Report every line in the records below that contains the word "path", copying each such line in full.
* START Extracted records *
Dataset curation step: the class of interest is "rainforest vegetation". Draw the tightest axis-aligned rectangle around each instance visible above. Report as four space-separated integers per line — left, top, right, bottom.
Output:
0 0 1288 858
* END Extracted records *
* START Extracted records *
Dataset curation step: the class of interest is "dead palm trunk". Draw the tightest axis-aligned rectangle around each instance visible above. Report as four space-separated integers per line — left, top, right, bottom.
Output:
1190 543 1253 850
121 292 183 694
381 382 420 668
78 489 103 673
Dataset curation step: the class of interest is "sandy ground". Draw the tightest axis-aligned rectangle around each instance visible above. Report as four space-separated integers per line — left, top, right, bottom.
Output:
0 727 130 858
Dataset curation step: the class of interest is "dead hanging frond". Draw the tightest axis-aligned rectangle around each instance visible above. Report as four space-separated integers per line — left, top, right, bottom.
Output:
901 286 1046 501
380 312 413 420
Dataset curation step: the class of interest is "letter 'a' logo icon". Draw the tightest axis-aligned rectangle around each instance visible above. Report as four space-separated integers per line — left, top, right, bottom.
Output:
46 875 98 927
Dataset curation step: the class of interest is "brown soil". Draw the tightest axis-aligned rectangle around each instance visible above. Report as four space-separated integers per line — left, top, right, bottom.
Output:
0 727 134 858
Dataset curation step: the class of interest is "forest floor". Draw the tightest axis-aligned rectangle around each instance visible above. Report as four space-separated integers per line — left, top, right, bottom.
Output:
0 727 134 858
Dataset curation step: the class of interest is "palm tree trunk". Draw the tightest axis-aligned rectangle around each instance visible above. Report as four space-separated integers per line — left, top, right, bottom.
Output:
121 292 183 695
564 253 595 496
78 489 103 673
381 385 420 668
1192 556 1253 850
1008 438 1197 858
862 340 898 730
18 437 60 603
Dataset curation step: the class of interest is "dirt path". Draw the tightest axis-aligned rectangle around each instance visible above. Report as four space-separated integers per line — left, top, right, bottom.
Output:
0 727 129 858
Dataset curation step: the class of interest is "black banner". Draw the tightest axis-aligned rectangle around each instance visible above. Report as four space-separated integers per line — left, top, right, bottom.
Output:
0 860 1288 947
* END Extracted records *
* START Extracted records *
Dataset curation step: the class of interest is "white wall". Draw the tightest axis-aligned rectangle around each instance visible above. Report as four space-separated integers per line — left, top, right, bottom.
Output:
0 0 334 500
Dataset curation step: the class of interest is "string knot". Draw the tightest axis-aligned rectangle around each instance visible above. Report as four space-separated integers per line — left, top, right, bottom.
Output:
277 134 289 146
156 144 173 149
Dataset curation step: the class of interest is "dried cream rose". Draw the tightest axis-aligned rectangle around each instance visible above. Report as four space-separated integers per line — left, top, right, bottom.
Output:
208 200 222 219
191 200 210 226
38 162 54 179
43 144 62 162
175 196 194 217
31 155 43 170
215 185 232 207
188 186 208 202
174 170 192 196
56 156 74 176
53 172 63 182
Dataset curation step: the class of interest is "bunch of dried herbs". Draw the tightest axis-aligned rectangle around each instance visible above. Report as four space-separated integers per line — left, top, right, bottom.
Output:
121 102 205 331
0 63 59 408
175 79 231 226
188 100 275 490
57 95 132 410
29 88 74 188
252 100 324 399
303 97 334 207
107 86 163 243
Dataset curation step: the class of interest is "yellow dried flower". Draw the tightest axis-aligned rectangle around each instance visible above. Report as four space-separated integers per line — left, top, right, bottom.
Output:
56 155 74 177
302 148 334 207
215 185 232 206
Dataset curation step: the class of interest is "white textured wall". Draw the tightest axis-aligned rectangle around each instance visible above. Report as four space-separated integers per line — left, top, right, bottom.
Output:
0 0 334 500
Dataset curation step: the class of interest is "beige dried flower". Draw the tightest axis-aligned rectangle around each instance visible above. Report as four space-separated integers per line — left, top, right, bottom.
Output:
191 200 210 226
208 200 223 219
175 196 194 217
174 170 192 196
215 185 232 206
* END Extracted records *
Result of this exercise:
Dataset curation step: the class of interest is "dirt path". Draw the tightest axis-aligned rectangle around each instance visible above. Report as four space-separated integers per line — left, top, right, bottom.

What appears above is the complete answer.